▶ _Exercise description_
Look below for the line containing "Where can you find the stainless range". Output it and each remaining line of the entries exactly, and nothing else.

▶ _Collected data_

════

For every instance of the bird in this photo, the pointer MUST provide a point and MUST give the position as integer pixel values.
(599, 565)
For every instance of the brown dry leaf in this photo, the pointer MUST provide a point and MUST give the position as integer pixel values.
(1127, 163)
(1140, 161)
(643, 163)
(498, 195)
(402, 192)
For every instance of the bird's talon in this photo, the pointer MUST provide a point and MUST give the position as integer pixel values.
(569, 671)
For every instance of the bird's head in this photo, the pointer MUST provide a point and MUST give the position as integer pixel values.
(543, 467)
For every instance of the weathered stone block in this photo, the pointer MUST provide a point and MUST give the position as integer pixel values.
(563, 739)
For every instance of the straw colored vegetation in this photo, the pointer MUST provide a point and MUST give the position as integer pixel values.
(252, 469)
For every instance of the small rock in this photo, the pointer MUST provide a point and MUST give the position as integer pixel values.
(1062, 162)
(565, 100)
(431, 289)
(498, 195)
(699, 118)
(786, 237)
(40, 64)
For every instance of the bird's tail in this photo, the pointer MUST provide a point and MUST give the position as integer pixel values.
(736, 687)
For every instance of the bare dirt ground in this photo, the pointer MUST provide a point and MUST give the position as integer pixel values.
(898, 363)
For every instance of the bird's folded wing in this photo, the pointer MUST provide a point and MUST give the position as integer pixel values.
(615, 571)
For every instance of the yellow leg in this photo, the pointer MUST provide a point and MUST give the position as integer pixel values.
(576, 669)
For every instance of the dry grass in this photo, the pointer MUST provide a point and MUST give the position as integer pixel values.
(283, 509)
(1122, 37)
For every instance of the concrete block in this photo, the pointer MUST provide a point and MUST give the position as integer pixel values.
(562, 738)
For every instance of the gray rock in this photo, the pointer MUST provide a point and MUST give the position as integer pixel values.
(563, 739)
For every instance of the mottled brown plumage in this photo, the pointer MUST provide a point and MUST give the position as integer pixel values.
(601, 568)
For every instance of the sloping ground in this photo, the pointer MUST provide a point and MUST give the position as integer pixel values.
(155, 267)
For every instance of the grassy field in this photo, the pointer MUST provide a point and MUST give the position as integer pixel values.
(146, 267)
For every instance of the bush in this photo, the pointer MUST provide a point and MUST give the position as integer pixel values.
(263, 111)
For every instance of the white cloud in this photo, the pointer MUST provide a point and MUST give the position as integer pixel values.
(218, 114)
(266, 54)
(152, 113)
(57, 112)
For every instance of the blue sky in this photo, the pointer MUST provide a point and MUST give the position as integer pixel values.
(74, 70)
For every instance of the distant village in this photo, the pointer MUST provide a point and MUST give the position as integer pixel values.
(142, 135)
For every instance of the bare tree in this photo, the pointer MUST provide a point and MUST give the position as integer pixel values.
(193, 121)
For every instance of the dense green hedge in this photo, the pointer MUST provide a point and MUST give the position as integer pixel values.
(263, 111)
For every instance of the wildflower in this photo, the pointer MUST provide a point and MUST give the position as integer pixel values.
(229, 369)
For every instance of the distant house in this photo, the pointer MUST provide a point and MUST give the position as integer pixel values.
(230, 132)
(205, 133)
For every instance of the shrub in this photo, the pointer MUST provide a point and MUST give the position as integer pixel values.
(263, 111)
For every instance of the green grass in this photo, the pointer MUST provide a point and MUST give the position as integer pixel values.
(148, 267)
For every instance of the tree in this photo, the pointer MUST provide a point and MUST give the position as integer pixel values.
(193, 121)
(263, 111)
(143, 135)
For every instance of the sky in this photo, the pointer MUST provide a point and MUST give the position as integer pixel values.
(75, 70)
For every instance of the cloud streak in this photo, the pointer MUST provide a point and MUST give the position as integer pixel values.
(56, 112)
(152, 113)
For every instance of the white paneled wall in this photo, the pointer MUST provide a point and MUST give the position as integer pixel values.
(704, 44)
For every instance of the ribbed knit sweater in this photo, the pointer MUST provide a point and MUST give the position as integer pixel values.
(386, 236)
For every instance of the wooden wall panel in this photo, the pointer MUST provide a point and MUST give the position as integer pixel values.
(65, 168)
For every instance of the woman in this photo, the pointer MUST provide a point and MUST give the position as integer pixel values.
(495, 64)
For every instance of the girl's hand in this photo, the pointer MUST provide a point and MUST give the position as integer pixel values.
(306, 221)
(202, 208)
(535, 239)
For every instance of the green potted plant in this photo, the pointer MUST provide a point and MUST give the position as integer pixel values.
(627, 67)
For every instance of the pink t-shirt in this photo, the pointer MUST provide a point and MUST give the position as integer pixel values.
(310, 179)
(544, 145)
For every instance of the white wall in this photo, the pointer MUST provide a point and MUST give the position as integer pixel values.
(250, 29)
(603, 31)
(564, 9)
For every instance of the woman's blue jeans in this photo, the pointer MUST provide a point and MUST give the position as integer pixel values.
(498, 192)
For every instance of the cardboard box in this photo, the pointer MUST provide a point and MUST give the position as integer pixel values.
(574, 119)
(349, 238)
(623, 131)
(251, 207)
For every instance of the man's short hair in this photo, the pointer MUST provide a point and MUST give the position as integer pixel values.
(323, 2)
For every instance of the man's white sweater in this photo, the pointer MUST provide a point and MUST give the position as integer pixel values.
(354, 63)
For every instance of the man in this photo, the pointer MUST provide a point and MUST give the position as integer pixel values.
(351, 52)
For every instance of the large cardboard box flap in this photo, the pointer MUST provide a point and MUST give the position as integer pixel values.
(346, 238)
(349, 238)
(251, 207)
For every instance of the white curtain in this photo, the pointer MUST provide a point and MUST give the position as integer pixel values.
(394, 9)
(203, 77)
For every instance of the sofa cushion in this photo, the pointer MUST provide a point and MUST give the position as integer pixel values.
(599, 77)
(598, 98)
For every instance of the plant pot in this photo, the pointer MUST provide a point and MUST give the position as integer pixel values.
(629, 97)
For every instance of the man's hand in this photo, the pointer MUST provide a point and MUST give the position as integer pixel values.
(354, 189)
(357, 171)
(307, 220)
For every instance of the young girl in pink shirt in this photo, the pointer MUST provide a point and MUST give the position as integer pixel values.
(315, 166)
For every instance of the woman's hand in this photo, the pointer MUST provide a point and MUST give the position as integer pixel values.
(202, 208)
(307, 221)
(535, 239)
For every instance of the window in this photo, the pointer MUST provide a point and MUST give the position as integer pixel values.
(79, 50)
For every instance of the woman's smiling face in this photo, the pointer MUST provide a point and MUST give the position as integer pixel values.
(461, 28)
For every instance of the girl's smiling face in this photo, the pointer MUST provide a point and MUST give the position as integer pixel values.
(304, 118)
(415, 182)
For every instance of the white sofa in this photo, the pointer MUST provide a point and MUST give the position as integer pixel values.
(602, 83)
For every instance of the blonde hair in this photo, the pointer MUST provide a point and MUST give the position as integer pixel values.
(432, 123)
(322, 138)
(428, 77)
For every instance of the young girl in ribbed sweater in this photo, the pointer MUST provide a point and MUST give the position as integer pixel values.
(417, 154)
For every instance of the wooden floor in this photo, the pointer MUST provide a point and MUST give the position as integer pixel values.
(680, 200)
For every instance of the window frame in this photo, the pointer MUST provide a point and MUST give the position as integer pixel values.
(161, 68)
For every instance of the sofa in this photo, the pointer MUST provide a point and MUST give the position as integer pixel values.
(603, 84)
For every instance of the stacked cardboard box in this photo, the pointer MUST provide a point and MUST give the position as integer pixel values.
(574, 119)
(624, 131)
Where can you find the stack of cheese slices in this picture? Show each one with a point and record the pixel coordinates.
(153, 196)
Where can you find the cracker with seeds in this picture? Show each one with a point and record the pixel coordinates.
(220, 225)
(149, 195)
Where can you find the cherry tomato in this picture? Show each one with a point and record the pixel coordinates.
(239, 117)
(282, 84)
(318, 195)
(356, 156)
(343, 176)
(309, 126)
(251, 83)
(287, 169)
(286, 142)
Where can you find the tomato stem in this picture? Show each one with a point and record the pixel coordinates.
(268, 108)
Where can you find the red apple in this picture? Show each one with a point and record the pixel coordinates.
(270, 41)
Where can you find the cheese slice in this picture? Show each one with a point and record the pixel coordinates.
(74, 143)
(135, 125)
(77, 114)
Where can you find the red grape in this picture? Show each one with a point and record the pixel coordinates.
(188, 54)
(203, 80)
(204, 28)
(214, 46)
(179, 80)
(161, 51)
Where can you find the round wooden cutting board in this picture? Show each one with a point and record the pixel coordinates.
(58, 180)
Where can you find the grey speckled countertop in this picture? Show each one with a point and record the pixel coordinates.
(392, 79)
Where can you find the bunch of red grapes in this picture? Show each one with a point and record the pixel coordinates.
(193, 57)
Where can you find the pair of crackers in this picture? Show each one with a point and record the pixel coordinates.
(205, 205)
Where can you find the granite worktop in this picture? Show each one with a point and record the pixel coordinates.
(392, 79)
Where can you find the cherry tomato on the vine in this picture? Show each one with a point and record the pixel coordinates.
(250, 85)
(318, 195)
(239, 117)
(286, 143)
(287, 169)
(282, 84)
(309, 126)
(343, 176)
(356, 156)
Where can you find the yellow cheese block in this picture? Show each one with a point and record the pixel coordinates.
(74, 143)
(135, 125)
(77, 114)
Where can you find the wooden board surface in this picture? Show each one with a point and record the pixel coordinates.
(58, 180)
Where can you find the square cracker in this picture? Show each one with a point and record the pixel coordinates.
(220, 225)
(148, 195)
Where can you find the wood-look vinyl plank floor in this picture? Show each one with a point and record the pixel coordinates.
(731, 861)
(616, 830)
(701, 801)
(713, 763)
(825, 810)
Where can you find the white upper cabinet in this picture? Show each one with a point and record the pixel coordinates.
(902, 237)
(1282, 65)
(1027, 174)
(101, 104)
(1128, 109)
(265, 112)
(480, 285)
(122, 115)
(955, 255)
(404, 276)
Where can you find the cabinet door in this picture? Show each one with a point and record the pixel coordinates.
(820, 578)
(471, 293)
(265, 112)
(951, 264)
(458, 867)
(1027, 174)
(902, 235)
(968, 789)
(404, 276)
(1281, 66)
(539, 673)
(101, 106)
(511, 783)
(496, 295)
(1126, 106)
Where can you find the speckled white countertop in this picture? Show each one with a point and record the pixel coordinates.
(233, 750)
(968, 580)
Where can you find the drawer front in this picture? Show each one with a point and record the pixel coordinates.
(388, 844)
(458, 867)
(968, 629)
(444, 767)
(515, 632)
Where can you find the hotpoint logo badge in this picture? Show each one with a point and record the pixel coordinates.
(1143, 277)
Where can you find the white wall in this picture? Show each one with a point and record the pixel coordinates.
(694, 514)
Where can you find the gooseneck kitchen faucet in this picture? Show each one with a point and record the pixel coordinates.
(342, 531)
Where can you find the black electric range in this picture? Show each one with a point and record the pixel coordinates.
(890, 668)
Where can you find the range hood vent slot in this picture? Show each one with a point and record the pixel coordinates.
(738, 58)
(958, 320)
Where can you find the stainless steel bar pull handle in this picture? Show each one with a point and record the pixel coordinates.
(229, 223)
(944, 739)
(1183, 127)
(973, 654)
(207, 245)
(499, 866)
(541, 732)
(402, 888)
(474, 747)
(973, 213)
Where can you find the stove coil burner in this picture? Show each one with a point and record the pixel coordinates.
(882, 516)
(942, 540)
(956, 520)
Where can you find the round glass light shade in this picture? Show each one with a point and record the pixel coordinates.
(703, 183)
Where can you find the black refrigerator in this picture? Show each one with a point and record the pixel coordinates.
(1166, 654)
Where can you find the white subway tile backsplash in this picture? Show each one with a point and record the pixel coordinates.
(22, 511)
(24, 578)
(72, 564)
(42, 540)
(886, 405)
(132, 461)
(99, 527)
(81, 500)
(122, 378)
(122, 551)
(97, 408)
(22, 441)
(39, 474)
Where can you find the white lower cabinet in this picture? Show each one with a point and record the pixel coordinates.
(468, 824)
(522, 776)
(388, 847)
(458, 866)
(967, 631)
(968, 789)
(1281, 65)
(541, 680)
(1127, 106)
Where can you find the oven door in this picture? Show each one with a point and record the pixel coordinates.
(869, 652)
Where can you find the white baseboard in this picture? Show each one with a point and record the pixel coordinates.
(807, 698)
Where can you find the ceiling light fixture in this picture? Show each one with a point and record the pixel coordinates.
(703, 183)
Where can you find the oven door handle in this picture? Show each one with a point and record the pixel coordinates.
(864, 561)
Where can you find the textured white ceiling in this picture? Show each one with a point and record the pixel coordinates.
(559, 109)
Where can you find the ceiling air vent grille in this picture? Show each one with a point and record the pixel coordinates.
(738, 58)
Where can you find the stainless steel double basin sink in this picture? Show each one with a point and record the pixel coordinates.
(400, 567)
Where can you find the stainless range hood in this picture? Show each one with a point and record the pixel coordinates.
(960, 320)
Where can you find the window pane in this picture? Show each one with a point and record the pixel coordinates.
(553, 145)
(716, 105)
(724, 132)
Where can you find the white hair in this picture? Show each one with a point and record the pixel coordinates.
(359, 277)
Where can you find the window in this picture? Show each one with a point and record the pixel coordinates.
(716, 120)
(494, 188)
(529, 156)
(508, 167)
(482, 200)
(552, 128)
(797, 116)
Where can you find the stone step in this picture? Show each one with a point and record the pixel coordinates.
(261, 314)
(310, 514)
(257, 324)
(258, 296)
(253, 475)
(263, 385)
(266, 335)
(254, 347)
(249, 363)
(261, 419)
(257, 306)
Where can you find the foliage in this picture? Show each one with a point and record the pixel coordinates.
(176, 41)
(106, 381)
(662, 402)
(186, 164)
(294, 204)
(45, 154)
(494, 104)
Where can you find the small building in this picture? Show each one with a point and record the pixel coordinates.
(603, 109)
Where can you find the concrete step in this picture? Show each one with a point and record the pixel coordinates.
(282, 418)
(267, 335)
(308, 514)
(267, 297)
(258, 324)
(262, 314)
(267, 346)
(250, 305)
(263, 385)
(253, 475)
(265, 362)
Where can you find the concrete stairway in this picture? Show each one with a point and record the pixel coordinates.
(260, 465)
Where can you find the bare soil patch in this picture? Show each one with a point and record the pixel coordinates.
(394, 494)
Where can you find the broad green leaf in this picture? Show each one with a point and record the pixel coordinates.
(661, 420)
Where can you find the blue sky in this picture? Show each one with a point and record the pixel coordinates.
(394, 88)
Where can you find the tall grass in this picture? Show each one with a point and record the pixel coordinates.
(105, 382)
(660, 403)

════

▶ _Problem solution_
Where can you find the stainless range hood in this picture? Show each one with a point and record the pixel coordinates.
(960, 320)
Where can you find the window pane in this picture? Show each one with a point and record the pixel coordinates.
(553, 145)
(716, 105)
(724, 132)
Where can you find the white hair in this picture? Show each one with a point and record the pixel coordinates.
(359, 277)
Where can you find the window in this picture? Show each one with a point and record the pixel coordinates.
(716, 120)
(494, 188)
(529, 156)
(508, 167)
(482, 200)
(552, 128)
(797, 116)
Where can you find the stone step in this picture? Show each one with a point and record the pixel coordinates.
(261, 314)
(310, 514)
(257, 324)
(258, 296)
(253, 475)
(263, 385)
(266, 335)
(254, 347)
(249, 363)
(261, 419)
(257, 306)
Where can you find the foliage in this picture? Show each one with a point and record the pixel coordinates.
(176, 41)
(106, 381)
(662, 402)
(186, 164)
(294, 204)
(45, 154)
(494, 104)
Where can you find the small building in this picture? Show each one with a point and record the pixel coordinates.
(603, 109)
Where can you find the concrete step in this picture? Show each one with a point and record the pixel coordinates.
(282, 418)
(267, 335)
(308, 514)
(267, 297)
(258, 324)
(262, 314)
(267, 346)
(250, 305)
(263, 385)
(253, 475)
(265, 362)
Where can you find the concrete stairway in this picture? Show each one with a point and record the pixel coordinates.
(260, 465)
Where can you find the bare soil patch in this picture? Show each one with a point and record the pixel coordinates.
(394, 494)
Where can you find the broad green leaf in this picture? Show each one with a point and record the pixel coordinates.
(661, 420)
Where can you find the blue sky in this picture? Show each one with a point and record the pixel coordinates.
(394, 88)
Where can you find the tall grass in this picture? Show each one with a point and record the pixel coordinates.
(105, 382)
(660, 403)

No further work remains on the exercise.